SOURCE TEXT START

SECTION 9: DEVELOPING STRATEGIES AND TOOLS - REGIONAL LEVEL
CORPORATIONS AND ESC RIGHTS
The Purpose of Module 25
The purpose of this module is to clarify the effectiveness of a human rights approach to the control of harm resulting from corporate activities.
Corporations and the Realization of ESC Rights
There is no question that corporations can act to the detriment of peoples ESC rights. Here are some illustrations:
Right to self-determination (art. 1 of the ICESCR)
Monopolistic or oligopolistic behavior by transnational corporations (TNCs) can have a grave impact on the right to self-determination of peoples. An example is the role of Conzinc Rio Tinto Australia (CRT), a subsidiary of RTZ, on the island of Bougainville in the Pacific. In 1969, the CRT set up Bougainville Copper Limited, which began mining copper on the island. Since then, over a billion tons of chemical wastes have been dumped into the river system, large areas of forest and crops have been destroyed, and the workers and public have suffered serious environmental and occupational diseases.
Right to work and enjoy just and favorable working conditions (arts. 6 and 7)
Poor and discriminatory wages, arbitrary hire and fire policies, dangerous conditions of work and lack of adequate training all affect the enjoyment of the rights to work and enjoy fair working conditions. The United Nations has pointed out that "skill acquisition and upward mobility for workers in host countries are limited by the practice of TNCs to internally control and co-ordinate assets owned by them rather than to license the right to their use to indigenous firms, the tendency of TNCs to draw their suppliers abroad with them and to use expatriate personnel. 
Right to form trade unions and to strike (art. 8)
It goes without saying that companies often try to prevent the organization of trade unions in their work places. TNCs, in particular, make use of special economic zones set up by governments to induce foreign investment, in order to prevent workers from organizing trade unions.
Right to an adequate standard of living including food, clothing and housing (art. 10)
Chemical poisoning of land and water (for example, by oil exploration) and the forced expropriation of land (for example, by mining companies) can severely affect the right to an adequate standard of living. In addition, the role of new technologies and corporate control of intellectual property threaten the right to food. The United Nations states that "plant patenting is already locking up strategic germ plasm in the hands of industrial corporations and undercutting the potential for agricultural research and development in the South. 
Right to health (art. 12)
The exposure of a work force and community to dangerous chemicals as well as the production and sale of dangerous goods and products are just two ways in which corporate activities may affect the right to health. In addition, the United Nations points out that patenting of pharmaceutical products may result in higher prices for medicines.
Corporations and Human Rights-The Legal Position
Can the activities of companies (in particular, those of transnational corporations) that affect the enjoyment of human rights be considered violations of these rights, and specifically of ESC rights? The answer to this question depends upon whom one is asking-a layperson or an international lawyer.

SOURCE TEXT END

ACTIONS TO TAKE:
A. According to the module text, in what year did CRT set up Bougainville Copper Limited?
B. Copy the module text word for word, starting with "Right to form" and going on through "organizing trade unions.".

ENTRIES SHOWN START

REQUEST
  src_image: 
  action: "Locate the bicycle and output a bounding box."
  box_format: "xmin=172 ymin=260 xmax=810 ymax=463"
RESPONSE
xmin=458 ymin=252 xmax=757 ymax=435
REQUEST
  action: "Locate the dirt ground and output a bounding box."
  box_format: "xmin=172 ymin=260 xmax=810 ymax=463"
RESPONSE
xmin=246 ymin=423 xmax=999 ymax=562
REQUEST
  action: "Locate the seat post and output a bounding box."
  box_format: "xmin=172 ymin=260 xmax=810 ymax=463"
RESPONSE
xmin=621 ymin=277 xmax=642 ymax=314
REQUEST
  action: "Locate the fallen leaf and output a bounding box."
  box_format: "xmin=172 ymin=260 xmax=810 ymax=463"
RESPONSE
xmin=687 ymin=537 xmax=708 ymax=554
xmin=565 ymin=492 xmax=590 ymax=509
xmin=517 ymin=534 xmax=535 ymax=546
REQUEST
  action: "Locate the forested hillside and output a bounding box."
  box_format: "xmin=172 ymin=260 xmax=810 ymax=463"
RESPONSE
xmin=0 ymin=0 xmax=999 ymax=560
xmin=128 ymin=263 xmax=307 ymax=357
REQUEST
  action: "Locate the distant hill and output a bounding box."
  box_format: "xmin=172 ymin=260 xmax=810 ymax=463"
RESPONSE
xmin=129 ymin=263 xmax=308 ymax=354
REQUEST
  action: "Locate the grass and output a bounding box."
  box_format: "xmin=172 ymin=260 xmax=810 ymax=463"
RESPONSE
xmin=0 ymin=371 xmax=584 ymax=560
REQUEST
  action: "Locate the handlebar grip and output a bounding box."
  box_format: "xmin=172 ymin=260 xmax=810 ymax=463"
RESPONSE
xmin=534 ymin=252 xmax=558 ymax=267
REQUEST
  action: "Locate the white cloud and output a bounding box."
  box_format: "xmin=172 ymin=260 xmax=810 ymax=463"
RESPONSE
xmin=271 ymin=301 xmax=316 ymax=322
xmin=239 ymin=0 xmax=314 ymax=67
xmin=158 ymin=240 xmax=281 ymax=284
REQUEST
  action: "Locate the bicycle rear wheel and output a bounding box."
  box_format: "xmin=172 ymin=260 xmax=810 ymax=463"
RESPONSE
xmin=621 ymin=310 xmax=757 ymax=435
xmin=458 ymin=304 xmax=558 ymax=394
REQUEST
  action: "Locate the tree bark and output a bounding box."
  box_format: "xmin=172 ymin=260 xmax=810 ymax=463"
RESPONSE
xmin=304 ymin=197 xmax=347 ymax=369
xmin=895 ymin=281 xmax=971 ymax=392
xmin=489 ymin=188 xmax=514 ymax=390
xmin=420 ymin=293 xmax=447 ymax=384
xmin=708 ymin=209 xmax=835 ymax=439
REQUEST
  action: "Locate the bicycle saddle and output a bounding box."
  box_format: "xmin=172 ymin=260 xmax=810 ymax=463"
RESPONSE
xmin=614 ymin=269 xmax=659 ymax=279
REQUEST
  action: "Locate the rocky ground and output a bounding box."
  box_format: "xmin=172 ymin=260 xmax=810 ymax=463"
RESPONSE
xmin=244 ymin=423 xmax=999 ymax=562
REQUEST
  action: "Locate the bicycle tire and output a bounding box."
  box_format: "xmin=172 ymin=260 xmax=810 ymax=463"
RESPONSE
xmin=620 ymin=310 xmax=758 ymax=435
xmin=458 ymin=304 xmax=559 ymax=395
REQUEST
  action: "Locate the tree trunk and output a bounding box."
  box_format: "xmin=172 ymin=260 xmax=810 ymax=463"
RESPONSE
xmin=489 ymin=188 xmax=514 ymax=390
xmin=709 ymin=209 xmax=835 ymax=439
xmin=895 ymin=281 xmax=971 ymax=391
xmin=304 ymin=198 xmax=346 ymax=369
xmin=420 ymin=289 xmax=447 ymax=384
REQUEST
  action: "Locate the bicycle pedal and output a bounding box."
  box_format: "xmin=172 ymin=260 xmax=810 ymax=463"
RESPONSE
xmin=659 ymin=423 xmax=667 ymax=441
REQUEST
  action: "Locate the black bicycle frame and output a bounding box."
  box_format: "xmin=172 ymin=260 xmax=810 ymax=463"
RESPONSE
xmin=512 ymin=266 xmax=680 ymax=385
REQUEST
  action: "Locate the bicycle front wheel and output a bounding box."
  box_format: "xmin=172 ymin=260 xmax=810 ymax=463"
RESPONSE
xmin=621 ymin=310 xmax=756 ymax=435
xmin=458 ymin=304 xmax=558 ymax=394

ENTRIES SHOWN END

SOLUTION LIST:
A. 1969

B.
Right to form trade unions and to strike (art. 8)
It goes without saying that companies often try to prevent the organization of trade unions in their work places. TNCs, in particular, make use of special economic zones set up by governments to induce foreign investment, in order to prevent workers from organizing trade unions.